• 本文抜粋:

┏━━

JR西日本が「気軽に鉄道の旅を楽しめる列車」として運行している、WEST EXPRESS銀河。
2022年9月〜2023年3月は、京都・大阪〜新宮の紀南ルートで走っています。
今回利用するのはファーストシート。
特急列車のグリーン車に位置づけられており、夜行運転時のためベッドに展開できるという、素晴らしい座席です。
途中停車駅では、沿線の方々からのおもてなしも!
和歌山県最東端の新宮駅から京都駅まで、特別な10時間の旅をお届けします。
WEST EXPRESS銀河紀南ルートの始発駅、和歌山県新宮駅にきました。
駅前では歓迎の幟がはためいており、和歌山県が引き込んだ特別急行列車です。
新宮駅には車両基地が併設されており、ちょうどWEST EXPRESS銀河が鋭い眼光を光らせています。
車庫から駅ホームへ入線するのに入れ替え作業が必要で、12:32一度踏切を超えて熊野市方へ出てきます。
奥の方で一度停車しまして、ここで進行方向を変えます。
そして再び踏切が閉まりまして、1番線ホームに入線です。
WEST銀河に限らず車庫から新宮駅ホームへ入る時、このように踏切を閉めて入れ替え作業を行う光景を見られます。
ちょうど紀伊勝浦駅からの特急南紀6号が出発。並んでいる様子を見ることができました。
それでは改札へ向かいます。
発車標の表示は「特急W.E銀河」と省略されたものでした。
新宮駅から京都駅まで直通する定期列車は、新宮駅6:29発特急くろしお12号京都行きのみ。新宮に宿泊していない限り、中々見られない行先です。
そして今回利用するのがファーストシート。列車名は「銀河紀南ファースト・昼」となっています。グリーン車の扱いでして、WEST銀河では新幹線との乗継割引が適用されません。
乗車券と共に有人改札の駅員さんに提示します。
新宮駅1番線ホームを発着し、柱にはフラッグが掲げられていました。
しばらくすると2番線ホームに普通列車が入線するため、ここから編成全体を撮影できるのはそれまでです。
ファーストシートの車両となっています、先頭の1号車へ乗り込みましょう。
ドア横には瑠璃紺色の車体に馴染んだマーク、よつ葉だけでなく「Firt」の文字まで入れられていました。
1番前にはフリースペースがあって、グリーン券を持った乗客のみが利用できます。
高級感のある革張りの椅子が向かい合っており、左右の窓は開けることも可能。風を取り込んで列車の走行を感じつつ、前面展望も楽しめます。
反対を向きまして、木星みたいな暖色の縞模様の向こう側に座席が並んでいます。
デッキにいるとほとんど見えなかったのに、足を踏み入れたところで座席の全貌が、パッと目に飛び込んでくる。
一瞬ですごい列車だ!とワクワク感を掻き立てられます。
今回利用するのは進行方向左側、5B座席です。

┗━━

• 必須課題 1:
検出データの行のうち、先頭から「465;207;479;267」を含む行まで（両端を含む）を、「metal bracket」を「steel bracket」に変えて書き直してください。ほかは変えず、画像は答えから除いてください。
WEST EXPRESS銀河の乗車記と、このあとに続く行とは無関係です。

検出データセットからの抜粋
┏━━

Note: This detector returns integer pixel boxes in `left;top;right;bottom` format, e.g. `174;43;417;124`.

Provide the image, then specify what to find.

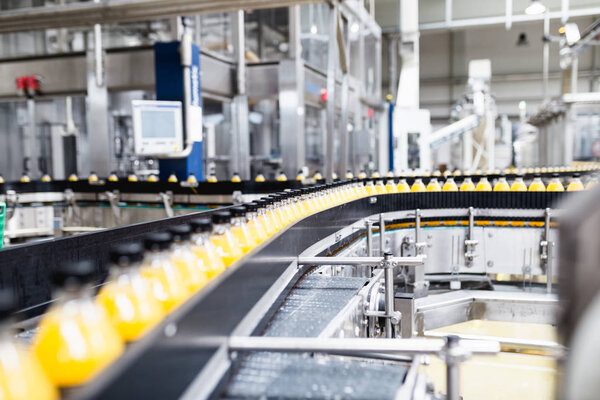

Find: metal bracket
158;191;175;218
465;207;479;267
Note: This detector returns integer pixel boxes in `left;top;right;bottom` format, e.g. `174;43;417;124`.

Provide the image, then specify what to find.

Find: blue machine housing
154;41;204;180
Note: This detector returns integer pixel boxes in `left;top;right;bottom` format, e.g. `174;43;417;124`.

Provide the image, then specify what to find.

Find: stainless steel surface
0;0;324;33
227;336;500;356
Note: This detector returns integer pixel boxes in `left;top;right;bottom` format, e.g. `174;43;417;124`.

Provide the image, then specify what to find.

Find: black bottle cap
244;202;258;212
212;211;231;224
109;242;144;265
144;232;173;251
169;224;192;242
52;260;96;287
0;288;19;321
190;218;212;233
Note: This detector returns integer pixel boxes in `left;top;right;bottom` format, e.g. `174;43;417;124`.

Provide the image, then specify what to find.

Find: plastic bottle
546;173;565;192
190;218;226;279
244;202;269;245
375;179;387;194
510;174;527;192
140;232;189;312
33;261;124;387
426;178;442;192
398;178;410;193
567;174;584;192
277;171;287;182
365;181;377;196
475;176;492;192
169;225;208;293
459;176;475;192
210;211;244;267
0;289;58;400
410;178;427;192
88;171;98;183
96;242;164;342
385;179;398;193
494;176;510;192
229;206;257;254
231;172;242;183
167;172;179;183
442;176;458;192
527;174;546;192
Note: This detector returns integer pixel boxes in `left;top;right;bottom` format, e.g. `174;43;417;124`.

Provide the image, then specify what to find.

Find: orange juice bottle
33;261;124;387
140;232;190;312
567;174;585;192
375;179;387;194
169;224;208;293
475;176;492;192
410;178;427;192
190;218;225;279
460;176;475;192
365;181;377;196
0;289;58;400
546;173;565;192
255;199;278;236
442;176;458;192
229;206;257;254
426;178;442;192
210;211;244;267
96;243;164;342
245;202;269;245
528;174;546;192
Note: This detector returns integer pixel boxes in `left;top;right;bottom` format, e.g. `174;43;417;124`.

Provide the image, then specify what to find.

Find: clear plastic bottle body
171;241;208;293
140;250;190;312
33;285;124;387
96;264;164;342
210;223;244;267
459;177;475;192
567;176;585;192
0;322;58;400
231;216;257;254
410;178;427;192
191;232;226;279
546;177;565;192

┗━━

• 必須課題 2:
WEST EXPRESS銀河の乗車記を、最後の文のあとから書き継いでください。

• 課題の回答 1:
Note: This detector returns integer pixel boxes in `left;top;right;bottom` format, e.g. `174;43;417;124`.

Provide the image, then specify what to find.


Find: steel bracket
158;191;175;218
465;207;479;267

• 課題の回答 2:
座席は向かい合っているのですが、ボックスで5AB席を利用することができます。
当初昼行便ではA席とB席別々で発売されて、相席になる可能性もあったと記憶しているのですが、昼行便でもA席は発売しない方式になっていました。これは本当にありがたいですね。
13:02 新宮駅 発
ブルートレインで使用されていた『ハイケンスのセレナーデ』のチャイムが流れまして、車掌さんによる放送がなされました。
右手には車両基地が広がっており、特急くろしお号のバリエーション豊かな車両も止まっています。
早速左手にはいきなりの見どころ、王子ヶ浜が広がります。6kmに及ぶ弓形の海岸です。
トンネルを挟んで険しい岩場もあり、非常に迫力を感じられる区間になっています。
ボックスシートの座席、真ん中にはテーブルが備わっています。
窓側のコントロールパネルにはUSB充電ポートとコンセントが2口ずつ備わっており、長時間の乗車でも安心です。
窓枠のライトは周りの傘をぼんやり灯してくれて、特に暗いところだと明かりの優しさが際立ちます。上部分が星型になっているのも、『銀河』の名にふさわしいデザイン性です。
星型のつまみを回すと、天井灯の明るさを調節できます。夜になったらこれを暗くして、夜景も見やすくなるのでしょう。
4号車のフリースペースで車内販売を行なっているそうなので、それも兼ねて車内探索。
洗面台の鏡に丸い照明が埋め込まれており、非常に顔が見やすいです。洗面器も奥に向かって坂の、鉄道車両とは思えない形状。
洋式のお手洗いが備わっていまして、寝台特急サンライズ出雲瀬戸号よりも新しさが際立ちます。
しかも着替え台まで備わっていまして、特に夜行便の時、座席利用者でもここで着替えやすいのは嬉しいです。
2号車は女性専用車両になっており、ご覧のようなリクライニングシートと、寝転がれるクシェット(ノビノビ座席)が設定されています。
貫通扉には各号社のフリースペースが案内されており、それぞれ星にちなんだ名前が付けられました。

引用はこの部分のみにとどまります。